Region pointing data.
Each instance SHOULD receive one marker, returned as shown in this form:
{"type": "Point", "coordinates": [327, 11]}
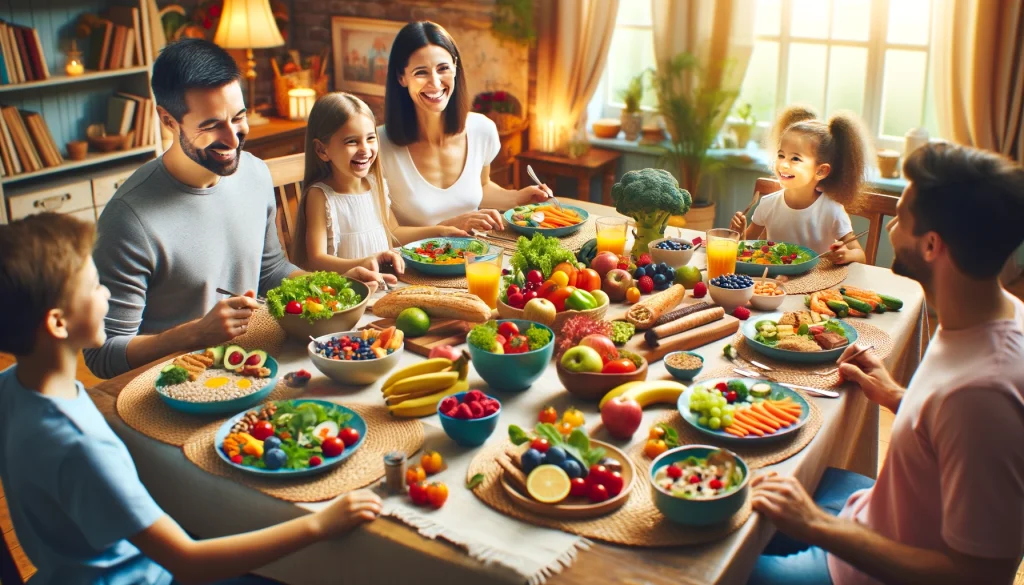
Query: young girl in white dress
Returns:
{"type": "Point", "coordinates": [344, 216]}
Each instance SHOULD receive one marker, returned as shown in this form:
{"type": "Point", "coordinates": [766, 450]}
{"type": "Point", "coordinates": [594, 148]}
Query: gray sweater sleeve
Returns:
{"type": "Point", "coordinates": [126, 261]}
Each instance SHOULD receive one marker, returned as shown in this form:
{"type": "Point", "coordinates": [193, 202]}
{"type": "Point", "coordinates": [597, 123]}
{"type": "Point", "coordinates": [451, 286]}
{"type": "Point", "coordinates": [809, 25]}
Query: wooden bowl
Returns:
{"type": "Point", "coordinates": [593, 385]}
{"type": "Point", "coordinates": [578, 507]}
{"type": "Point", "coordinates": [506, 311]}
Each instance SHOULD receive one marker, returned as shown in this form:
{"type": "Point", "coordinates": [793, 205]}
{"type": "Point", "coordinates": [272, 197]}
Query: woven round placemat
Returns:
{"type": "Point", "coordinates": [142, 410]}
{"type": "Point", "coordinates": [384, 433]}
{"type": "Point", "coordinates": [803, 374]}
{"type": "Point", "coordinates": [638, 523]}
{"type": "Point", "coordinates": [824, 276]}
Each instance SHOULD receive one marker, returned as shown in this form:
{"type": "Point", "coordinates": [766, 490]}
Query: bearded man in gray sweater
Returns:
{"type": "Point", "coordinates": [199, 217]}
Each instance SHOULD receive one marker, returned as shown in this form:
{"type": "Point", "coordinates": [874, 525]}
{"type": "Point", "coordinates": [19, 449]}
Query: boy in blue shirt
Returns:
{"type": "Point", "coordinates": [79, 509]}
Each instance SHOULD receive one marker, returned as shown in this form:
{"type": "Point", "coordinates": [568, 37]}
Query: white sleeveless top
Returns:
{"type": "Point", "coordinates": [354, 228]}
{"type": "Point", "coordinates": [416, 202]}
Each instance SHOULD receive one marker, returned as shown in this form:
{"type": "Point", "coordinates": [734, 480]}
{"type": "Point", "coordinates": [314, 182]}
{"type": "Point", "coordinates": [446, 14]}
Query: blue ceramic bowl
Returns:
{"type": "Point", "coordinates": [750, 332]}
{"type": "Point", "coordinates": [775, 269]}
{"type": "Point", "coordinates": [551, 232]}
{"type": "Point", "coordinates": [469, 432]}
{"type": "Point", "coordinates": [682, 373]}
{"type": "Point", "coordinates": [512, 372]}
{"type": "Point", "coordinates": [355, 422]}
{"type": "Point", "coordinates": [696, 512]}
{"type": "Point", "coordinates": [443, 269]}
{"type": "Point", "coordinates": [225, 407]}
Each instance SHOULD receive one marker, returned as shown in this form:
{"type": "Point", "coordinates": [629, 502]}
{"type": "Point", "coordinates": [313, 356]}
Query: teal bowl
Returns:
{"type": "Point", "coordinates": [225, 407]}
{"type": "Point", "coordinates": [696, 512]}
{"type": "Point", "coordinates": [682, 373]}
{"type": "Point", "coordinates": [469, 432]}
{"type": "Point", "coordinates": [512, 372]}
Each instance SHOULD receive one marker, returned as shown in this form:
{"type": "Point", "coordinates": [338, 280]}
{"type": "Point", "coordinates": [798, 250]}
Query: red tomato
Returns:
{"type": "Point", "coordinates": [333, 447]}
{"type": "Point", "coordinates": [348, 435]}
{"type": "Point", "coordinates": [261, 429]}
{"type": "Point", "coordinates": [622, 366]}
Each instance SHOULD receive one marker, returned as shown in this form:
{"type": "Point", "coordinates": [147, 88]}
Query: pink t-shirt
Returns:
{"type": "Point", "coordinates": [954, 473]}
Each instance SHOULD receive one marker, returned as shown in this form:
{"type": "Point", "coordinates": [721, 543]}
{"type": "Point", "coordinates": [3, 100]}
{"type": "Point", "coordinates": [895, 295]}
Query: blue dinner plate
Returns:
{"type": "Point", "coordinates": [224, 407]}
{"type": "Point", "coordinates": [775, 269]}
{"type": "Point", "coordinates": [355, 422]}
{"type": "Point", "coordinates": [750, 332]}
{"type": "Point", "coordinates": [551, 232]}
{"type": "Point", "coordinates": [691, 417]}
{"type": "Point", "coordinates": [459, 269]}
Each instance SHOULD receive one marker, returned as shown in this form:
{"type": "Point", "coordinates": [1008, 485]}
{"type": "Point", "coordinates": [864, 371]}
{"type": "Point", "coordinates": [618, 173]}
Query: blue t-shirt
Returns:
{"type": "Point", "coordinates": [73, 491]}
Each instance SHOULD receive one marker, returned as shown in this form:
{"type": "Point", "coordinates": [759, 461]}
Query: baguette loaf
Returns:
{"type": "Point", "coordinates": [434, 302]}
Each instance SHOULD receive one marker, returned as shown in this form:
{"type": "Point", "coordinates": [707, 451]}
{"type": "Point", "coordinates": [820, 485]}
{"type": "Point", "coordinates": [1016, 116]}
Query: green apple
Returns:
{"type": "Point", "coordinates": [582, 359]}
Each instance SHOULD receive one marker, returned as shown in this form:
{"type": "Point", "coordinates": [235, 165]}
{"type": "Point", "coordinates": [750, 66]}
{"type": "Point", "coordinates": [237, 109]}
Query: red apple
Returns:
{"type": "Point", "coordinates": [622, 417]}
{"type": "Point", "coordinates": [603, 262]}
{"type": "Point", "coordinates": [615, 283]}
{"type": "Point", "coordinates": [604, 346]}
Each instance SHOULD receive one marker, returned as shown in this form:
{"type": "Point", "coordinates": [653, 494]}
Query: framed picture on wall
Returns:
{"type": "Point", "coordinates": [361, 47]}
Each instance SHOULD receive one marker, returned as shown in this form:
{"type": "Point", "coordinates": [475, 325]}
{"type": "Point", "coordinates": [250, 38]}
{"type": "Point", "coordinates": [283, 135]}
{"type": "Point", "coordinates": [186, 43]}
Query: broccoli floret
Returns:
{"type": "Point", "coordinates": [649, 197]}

Problem statement. Write out every record exactly. Leave the pictures out.

Output below.
Each instance SHOULD receive one marker, returned as shown in this form:
{"type": "Point", "coordinates": [327, 11]}
Query: young girl in white dress
Returns:
{"type": "Point", "coordinates": [344, 216]}
Each instance SHOULD receive one marker, returned as shown in this form:
{"type": "Point", "coordinates": [766, 450]}
{"type": "Point", "coordinates": [594, 148]}
Query: gray sweater sleeve
Returns:
{"type": "Point", "coordinates": [126, 261]}
Each instance SHOULD receive one marker, returned as shown in this form:
{"type": "Point", "coordinates": [193, 202]}
{"type": "Point", "coordinates": [597, 123]}
{"type": "Point", "coordinates": [451, 286]}
{"type": "Point", "coordinates": [809, 25]}
Query: wooden bowl
Returns:
{"type": "Point", "coordinates": [593, 385]}
{"type": "Point", "coordinates": [578, 507]}
{"type": "Point", "coordinates": [506, 311]}
Each instance SHOULD receive one marker, returned as shown in this form:
{"type": "Point", "coordinates": [793, 205]}
{"type": "Point", "coordinates": [272, 197]}
Query: woven round placemat
Returns:
{"type": "Point", "coordinates": [142, 410]}
{"type": "Point", "coordinates": [384, 433]}
{"type": "Point", "coordinates": [803, 374]}
{"type": "Point", "coordinates": [638, 523]}
{"type": "Point", "coordinates": [824, 276]}
Each instance SHOULD receive one marker, returned as shown in this form:
{"type": "Point", "coordinates": [766, 490]}
Query: bearded man in gray sweater
Returns:
{"type": "Point", "coordinates": [199, 217]}
Each instance SHOULD receive one marker, returned as shown in this form:
{"type": "Point", "coordinates": [874, 525]}
{"type": "Point", "coordinates": [19, 449]}
Query: boy in blue shirt
Returns:
{"type": "Point", "coordinates": [79, 509]}
Each instance SHOULD receive one marker, returned as shown in this form:
{"type": "Point", "coordinates": [568, 37]}
Query: white sleeveless top
Returns:
{"type": "Point", "coordinates": [354, 228]}
{"type": "Point", "coordinates": [416, 202]}
Each instance SHOULD receive one marker, returned as shown in this form:
{"type": "Point", "coordinates": [734, 480]}
{"type": "Point", "coordinates": [314, 182]}
{"type": "Point", "coordinates": [446, 14]}
Query: blue ceramic bowl
Returns:
{"type": "Point", "coordinates": [750, 332]}
{"type": "Point", "coordinates": [775, 269]}
{"type": "Point", "coordinates": [551, 232]}
{"type": "Point", "coordinates": [469, 432]}
{"type": "Point", "coordinates": [682, 373]}
{"type": "Point", "coordinates": [512, 372]}
{"type": "Point", "coordinates": [355, 422]}
{"type": "Point", "coordinates": [696, 512]}
{"type": "Point", "coordinates": [443, 269]}
{"type": "Point", "coordinates": [225, 407]}
Each instance SHOULD receive one marker, returned as shown in this form:
{"type": "Point", "coordinates": [629, 502]}
{"type": "Point", "coordinates": [313, 356]}
Query: teal bowl
Returns:
{"type": "Point", "coordinates": [225, 407]}
{"type": "Point", "coordinates": [696, 512]}
{"type": "Point", "coordinates": [682, 373]}
{"type": "Point", "coordinates": [469, 432]}
{"type": "Point", "coordinates": [512, 372]}
Each instance SHOULD receive one marker, returned as shown in this form:
{"type": "Point", "coordinates": [338, 280]}
{"type": "Point", "coordinates": [798, 250]}
Query: red tomato
Returns:
{"type": "Point", "coordinates": [333, 447]}
{"type": "Point", "coordinates": [348, 435]}
{"type": "Point", "coordinates": [261, 429]}
{"type": "Point", "coordinates": [622, 366]}
Each instance SHOULD receive one marker, returned as shown in this form:
{"type": "Point", "coordinates": [147, 88]}
Query: pink t-shirt
Returns:
{"type": "Point", "coordinates": [954, 473]}
Each instance SHOULD receive one marker, returned as shown in this form:
{"type": "Point", "coordinates": [721, 543]}
{"type": "Point", "coordinates": [3, 100]}
{"type": "Point", "coordinates": [895, 295]}
Query: blue dinner plate
Returns:
{"type": "Point", "coordinates": [224, 407]}
{"type": "Point", "coordinates": [775, 269]}
{"type": "Point", "coordinates": [355, 422]}
{"type": "Point", "coordinates": [750, 332]}
{"type": "Point", "coordinates": [551, 232]}
{"type": "Point", "coordinates": [691, 417]}
{"type": "Point", "coordinates": [459, 269]}
Each instance SHOULD receive one marker, returned as shown in this form:
{"type": "Point", "coordinates": [1008, 485]}
{"type": "Point", "coordinates": [864, 371]}
{"type": "Point", "coordinates": [618, 173]}
Query: blue t-shirt
Returns:
{"type": "Point", "coordinates": [73, 491]}
Each instance SHOULD receive one marker, returned as shown in this form:
{"type": "Point", "coordinates": [759, 461]}
Query: baguette loaf
Returns:
{"type": "Point", "coordinates": [434, 302]}
Each instance SHOULD receive one marker, returned as shown in this form:
{"type": "Point", "coordinates": [707, 451]}
{"type": "Point", "coordinates": [820, 485]}
{"type": "Point", "coordinates": [1016, 116]}
Query: green apple
Returns:
{"type": "Point", "coordinates": [582, 359]}
Each instance SHOULD receive one marker, returned as shown in this form:
{"type": "Point", "coordinates": [235, 165]}
{"type": "Point", "coordinates": [750, 66]}
{"type": "Point", "coordinates": [237, 109]}
Query: red apple
Returns:
{"type": "Point", "coordinates": [622, 417]}
{"type": "Point", "coordinates": [603, 262]}
{"type": "Point", "coordinates": [615, 283]}
{"type": "Point", "coordinates": [604, 346]}
Each instance SHOULD receive one marker, returned as shown in this form:
{"type": "Point", "coordinates": [653, 494]}
Query: framed picture on wall
Returns:
{"type": "Point", "coordinates": [361, 47]}
Each instance SHOULD receive one marker, returned as shown in this form:
{"type": "Point", "coordinates": [475, 325]}
{"type": "Point", "coordinates": [250, 38]}
{"type": "Point", "coordinates": [283, 135]}
{"type": "Point", "coordinates": [186, 43]}
Query: broccoli floret
Returns:
{"type": "Point", "coordinates": [649, 197]}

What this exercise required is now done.